# START OF Record extracts
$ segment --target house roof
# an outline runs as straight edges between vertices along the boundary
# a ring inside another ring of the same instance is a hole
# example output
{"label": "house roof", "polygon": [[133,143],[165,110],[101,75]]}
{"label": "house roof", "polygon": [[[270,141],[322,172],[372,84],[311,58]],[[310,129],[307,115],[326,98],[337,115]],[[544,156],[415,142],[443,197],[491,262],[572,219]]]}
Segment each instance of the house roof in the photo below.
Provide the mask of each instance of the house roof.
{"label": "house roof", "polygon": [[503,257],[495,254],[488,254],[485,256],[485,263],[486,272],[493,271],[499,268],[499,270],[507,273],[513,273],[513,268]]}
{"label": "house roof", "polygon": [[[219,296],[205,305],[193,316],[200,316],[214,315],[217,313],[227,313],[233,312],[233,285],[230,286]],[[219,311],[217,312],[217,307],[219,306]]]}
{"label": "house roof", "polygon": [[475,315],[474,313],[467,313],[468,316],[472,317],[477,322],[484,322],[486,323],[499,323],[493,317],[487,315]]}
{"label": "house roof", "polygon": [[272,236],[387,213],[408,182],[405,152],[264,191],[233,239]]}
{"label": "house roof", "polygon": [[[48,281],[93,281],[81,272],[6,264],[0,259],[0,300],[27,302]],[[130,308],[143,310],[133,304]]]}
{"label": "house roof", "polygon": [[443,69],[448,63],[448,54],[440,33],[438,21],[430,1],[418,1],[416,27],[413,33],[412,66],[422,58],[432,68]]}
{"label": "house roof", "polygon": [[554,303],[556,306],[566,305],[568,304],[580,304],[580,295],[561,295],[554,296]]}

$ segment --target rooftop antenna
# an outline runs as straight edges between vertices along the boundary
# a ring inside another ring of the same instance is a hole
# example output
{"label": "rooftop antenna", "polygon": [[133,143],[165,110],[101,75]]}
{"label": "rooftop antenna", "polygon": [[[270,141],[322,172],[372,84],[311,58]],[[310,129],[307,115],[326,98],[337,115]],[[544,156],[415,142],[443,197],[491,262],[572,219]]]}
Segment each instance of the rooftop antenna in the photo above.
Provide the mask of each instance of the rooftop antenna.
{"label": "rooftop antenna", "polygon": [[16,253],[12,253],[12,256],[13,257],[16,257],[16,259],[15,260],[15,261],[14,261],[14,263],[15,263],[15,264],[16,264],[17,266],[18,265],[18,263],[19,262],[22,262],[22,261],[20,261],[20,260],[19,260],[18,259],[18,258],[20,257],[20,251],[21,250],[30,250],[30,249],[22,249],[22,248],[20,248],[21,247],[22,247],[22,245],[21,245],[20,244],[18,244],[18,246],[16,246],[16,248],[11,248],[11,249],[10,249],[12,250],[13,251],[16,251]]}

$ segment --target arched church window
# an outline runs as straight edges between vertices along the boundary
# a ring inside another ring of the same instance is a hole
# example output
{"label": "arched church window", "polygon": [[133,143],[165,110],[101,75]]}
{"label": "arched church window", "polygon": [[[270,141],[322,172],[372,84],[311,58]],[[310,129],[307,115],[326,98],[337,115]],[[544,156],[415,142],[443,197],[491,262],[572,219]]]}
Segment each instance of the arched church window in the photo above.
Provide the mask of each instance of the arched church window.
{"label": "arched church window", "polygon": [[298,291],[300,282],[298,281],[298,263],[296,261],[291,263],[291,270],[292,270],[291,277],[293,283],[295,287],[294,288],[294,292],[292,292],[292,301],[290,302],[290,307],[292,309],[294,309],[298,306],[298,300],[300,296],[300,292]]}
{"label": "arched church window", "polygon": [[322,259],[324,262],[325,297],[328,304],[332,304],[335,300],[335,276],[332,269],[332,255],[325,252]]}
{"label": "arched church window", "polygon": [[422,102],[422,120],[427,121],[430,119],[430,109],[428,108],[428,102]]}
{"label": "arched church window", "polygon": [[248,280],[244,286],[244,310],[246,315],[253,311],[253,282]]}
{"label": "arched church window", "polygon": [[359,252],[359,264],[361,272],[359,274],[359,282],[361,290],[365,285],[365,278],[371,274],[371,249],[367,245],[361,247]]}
# END OF Record extracts
Stated problem: Return all of the data above, reproducing every line without any change.

Worked solution:
$ segment --target house roof
# an outline runs as straight edges between vertices along the boundary
# a ring inside another ring of the same instance is a hole
# example output
{"label": "house roof", "polygon": [[133,143],[165,110],[101,75]]}
{"label": "house roof", "polygon": [[[270,141],[322,172],[372,84],[311,58]],[[310,129],[307,115],[326,98],[337,115]],[[544,156],[415,142],[443,197],[491,262],[572,219]]]}
Segment each instance of the house roof in the photo below.
Provide the mask of each instance of the house roof.
{"label": "house roof", "polygon": [[503,257],[495,254],[488,254],[485,256],[485,263],[486,272],[493,271],[499,268],[499,270],[507,273],[513,273],[513,268]]}
{"label": "house roof", "polygon": [[[219,296],[205,305],[193,316],[200,316],[214,315],[217,313],[227,313],[233,312],[233,285],[230,286]],[[219,311],[217,312],[217,307],[219,306]]]}
{"label": "house roof", "polygon": [[475,315],[474,313],[467,313],[468,316],[472,317],[477,322],[484,322],[486,323],[499,323],[493,317],[487,315]]}
{"label": "house roof", "polygon": [[272,236],[387,213],[408,182],[405,152],[264,191],[233,239]]}
{"label": "house roof", "polygon": [[[48,281],[93,281],[81,272],[6,264],[0,259],[0,300],[27,302]],[[130,308],[143,310],[133,304]]]}
{"label": "house roof", "polygon": [[443,69],[448,63],[448,54],[440,33],[438,21],[430,1],[418,1],[416,27],[413,33],[412,66],[422,58],[432,68]]}
{"label": "house roof", "polygon": [[554,303],[556,306],[566,305],[568,304],[580,304],[580,295],[561,295],[554,296]]}

$ segment --target rooftop antenna
# an outline runs as straight edges between vertices along the boundary
# a ring inside another ring of the same instance is a hole
# example output
{"label": "rooftop antenna", "polygon": [[133,143],[165,110],[101,75]]}
{"label": "rooftop antenna", "polygon": [[[270,141],[322,172],[372,84],[311,58]],[[310,129],[307,115],[326,98],[337,115]],[[544,156],[415,142],[443,197],[491,262],[572,219]]]}
Segment each instance of the rooftop antenna in the photo above.
Provide the mask of each instance of the rooftop antenna.
{"label": "rooftop antenna", "polygon": [[16,253],[12,253],[12,256],[13,257],[16,257],[16,259],[15,260],[15,261],[14,261],[14,263],[15,263],[15,264],[16,264],[17,266],[18,265],[18,263],[19,262],[22,262],[22,261],[20,261],[20,260],[19,260],[18,259],[18,258],[20,257],[20,251],[21,250],[30,250],[30,249],[22,249],[22,248],[20,248],[21,247],[22,247],[22,245],[21,245],[20,244],[18,244],[18,246],[16,246],[16,248],[11,248],[11,249],[10,249],[12,250],[13,251],[16,251]]}

$ segment --target arched church window
# an outline runs as straight edges between vertices along the boundary
# a ring inside another ring of the same instance is a hole
# example output
{"label": "arched church window", "polygon": [[133,143],[165,110],[101,75]]}
{"label": "arched church window", "polygon": [[[270,141],[322,172],[372,84],[311,58]],[[310,129],[307,115],[326,98],[337,115]],[[544,156],[415,142],[443,197],[491,262],[572,219]]]}
Segment each instance of the arched church window in the photo above.
Provide the mask of each instance of the arched church window.
{"label": "arched church window", "polygon": [[298,291],[300,282],[298,281],[298,263],[296,261],[291,263],[291,270],[292,270],[291,277],[293,283],[295,287],[294,288],[294,292],[292,292],[292,301],[290,302],[290,307],[292,309],[294,309],[298,306],[298,300],[300,296],[300,292]]}
{"label": "arched church window", "polygon": [[322,259],[324,262],[325,297],[328,304],[332,304],[335,300],[335,276],[332,269],[332,255],[325,252]]}
{"label": "arched church window", "polygon": [[422,102],[422,120],[427,121],[430,119],[430,109],[428,108],[428,102]]}
{"label": "arched church window", "polygon": [[248,280],[244,286],[244,310],[246,315],[253,311],[253,282]]}
{"label": "arched church window", "polygon": [[359,252],[359,264],[361,272],[359,274],[359,282],[361,290],[365,285],[365,278],[371,274],[371,249],[367,245],[361,247]]}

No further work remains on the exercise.